_PROBLEM DETAILS_
Copy the listing below line for line, without changing anything, and leave the pictures out of your answer.

>> begin EXTRACTED MATERIAL

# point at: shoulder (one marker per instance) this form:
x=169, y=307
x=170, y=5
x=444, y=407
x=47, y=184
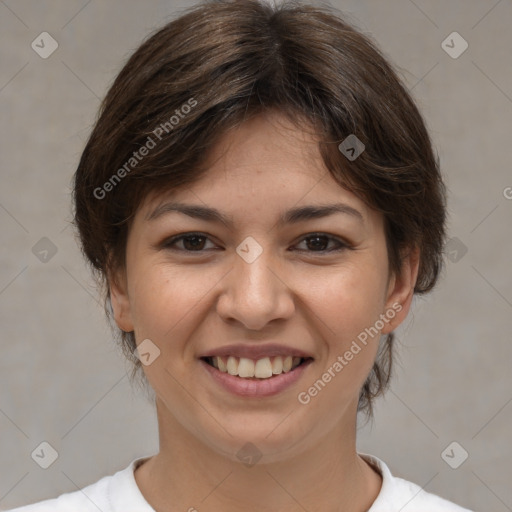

>> end EXTRACTED MATERIAL

_SOLUTION TO THE EXERCISE_
# point at: shoulder (one marker per instance) this form:
x=169, y=307
x=170, y=5
x=444, y=407
x=47, y=184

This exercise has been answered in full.